Dafür habe auch ich mich eingesetzt als junger Mensch in der DDR, beim Aufbau der Bürgerbewegung Demokratie Jetzt, der Mitarbeit bei der Untergrundpresse und später in verschiedenen Kontexten unserer Kirche.
 
Für mich ist dabei ein Vers aus der Bergpredigt Jesu leitend: „Selig sind, die da hungert und dürstet nach der Gerechtigkeit, denn sie sollen satt werden.“ Matthäus 5,6
 
Ich hoffe, dass der Hunger und Durst nach Gerechtigkeit uns eint, dass die Sehnsucht nach Frieden und Freiheit Kräfte weckt, so wie in der Zeit, als ich selbst als Jugendlicher im Pfarrhaus Kittendorf ein und aus ging mit dem Aufnäher am Parka „Schwerter zu Pflugscharen“.
 
Kirche und Glauben in die Öffentlichkeit zu bringen, war u.a. ein weiteres Anliegen von Ihnen. Beispiele sind das Reformationsfest des Kirchenkreises Mecklenburg „Frei wie der Wind“ in Wismar 2017 mit mehr als 3000 Gästen oder das Martin-Luther-King-Musical 2023, welches Mitsänger und Zuschauer gleichermaßen begeisterte. Dennoch wird es schwerer kirchliche Themen in die breite Öffentlichkeit zu bringen. Wie sollte Kirche darauf reagieren?

* Bereitgestellte Einträge *

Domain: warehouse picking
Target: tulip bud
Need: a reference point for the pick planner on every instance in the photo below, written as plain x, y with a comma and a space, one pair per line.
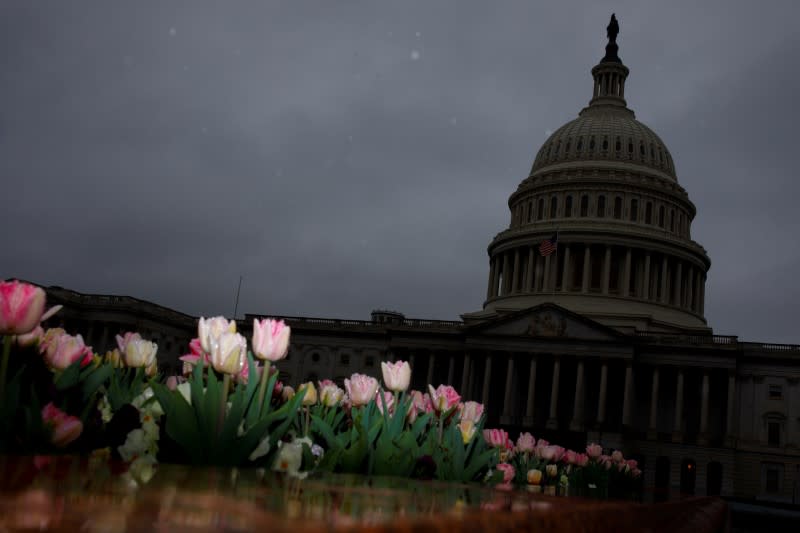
21, 307
228, 352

* Schriftliche Aufgabe 1 *
Wie viele Gäste besuchten laut dem Textabschnitt das Reformationsfest „Frei wie der Wind“ 2017 in Wismar?
* Schriftliche Aufgabe 2 *
Geben Sie den Textabschnitt von „Für mich ist“ bis „Kirche darauf reagieren?“ wortgetreu wieder.

* Endgültige Antwort 1 *
Mehr als 3000 Gäste.

* Endgültige Antwort 2 *
Für mich ist dabei ein Vers aus der Bergpredigt Jesu leitend: „Selig sind, die da hungert und dürstet nach der Gerechtigkeit, denn sie sollen satt werden.“ Matthäus 5,6
 
Ich hoffe, dass der Hunger und Durst nach Gerechtigkeit uns eint, dass die Sehnsucht nach Frieden und Freiheit Kräfte weckt, so wie in der Zeit, als ich selbst als Jugendlicher im Pfarrhaus Kittendorf ein und aus ging mit dem Aufnäher am Parka „Schwerter zu Pflugscharen“.
 
Kirche und Glauben in die Öffentlichkeit zu bringen, war u.a. ein weiteres Anliegen von Ihnen. Beispiele sind das Reformationsfest des Kirchenkreises Mecklenburg „Frei wie der Wind“ in Wismar 2017 mit mehr als 3000 Gästen oder das Martin-Luther-King-Musical 2023, welches Mitsänger und Zuschauer gleichermaßen begeisterte. Dennoch wird es schwerer kirchliche Themen in die breite Öffentlichkeit zu bringen. Wie sollte Kirche darauf reagieren?